#### [SHORT TASK]
Please find every line in the listing below that contains the word "scattered" and copy each of those lines. Matching is case-sensitive.

begin EXTRACTED RECORDS

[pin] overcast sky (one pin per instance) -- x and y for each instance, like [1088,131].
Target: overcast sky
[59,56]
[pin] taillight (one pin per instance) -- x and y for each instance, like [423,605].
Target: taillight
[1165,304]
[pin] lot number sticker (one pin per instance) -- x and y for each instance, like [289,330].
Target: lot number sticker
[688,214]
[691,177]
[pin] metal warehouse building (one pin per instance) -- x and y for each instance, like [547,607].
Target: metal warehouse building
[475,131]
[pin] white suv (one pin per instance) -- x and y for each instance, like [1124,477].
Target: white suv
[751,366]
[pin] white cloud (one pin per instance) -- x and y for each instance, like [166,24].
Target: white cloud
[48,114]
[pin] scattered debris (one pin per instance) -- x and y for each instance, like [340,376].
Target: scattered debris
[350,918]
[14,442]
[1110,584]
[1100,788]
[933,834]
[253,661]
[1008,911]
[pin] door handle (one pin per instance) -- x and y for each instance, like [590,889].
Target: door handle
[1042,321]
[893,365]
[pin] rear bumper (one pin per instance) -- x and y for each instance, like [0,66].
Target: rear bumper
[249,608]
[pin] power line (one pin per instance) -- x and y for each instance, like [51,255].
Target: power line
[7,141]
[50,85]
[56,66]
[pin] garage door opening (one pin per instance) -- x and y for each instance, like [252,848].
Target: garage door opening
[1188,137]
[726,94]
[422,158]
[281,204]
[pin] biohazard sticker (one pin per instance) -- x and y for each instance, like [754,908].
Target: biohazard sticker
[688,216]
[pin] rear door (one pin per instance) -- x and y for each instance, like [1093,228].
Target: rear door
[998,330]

end EXTRACTED RECORDS
begin EXTRACTED RECORDS

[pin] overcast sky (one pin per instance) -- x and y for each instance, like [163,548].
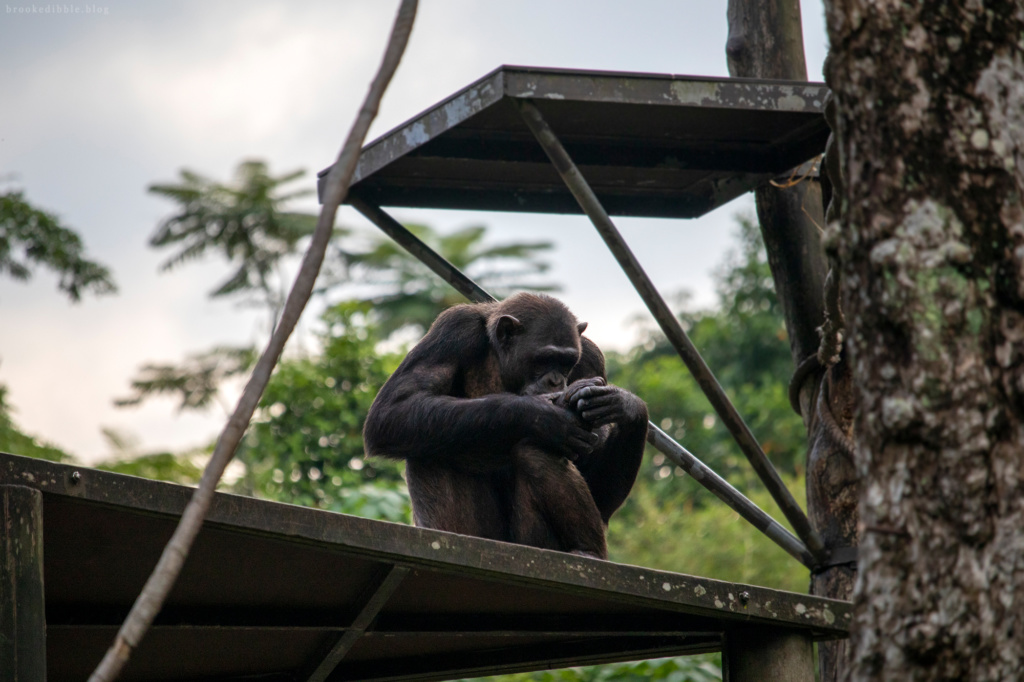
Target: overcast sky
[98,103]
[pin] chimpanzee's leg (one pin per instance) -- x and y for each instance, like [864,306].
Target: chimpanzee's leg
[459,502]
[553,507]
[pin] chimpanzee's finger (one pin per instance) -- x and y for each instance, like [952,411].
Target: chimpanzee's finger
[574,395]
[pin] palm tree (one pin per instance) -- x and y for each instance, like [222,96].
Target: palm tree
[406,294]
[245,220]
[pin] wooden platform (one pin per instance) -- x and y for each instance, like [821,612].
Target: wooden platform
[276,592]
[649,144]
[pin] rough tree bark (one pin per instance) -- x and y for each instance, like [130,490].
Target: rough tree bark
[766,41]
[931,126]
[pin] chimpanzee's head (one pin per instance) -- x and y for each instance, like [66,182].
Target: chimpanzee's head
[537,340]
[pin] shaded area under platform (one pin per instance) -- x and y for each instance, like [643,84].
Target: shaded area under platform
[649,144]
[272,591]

end EXTRACTED RECORDS
begin EXTRACTED RECORDS

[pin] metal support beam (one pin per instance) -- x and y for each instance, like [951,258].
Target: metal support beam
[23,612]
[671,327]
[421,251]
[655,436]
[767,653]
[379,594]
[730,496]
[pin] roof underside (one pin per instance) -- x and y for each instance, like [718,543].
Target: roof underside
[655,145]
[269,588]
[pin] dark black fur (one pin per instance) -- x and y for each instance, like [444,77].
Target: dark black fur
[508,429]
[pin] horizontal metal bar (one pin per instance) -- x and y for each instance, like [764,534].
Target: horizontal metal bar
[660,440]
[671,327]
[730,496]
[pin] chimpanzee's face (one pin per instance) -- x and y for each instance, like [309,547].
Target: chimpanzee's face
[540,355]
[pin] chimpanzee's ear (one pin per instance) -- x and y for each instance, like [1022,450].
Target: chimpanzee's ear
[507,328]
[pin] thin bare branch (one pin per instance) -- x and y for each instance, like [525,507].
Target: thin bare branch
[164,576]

end EXTRACTED RECORDS

#### [RESPONSE]
[pin] scattered debris (one pin per instance) -- x and y for each instance, like [340,376].
Target: scattered debris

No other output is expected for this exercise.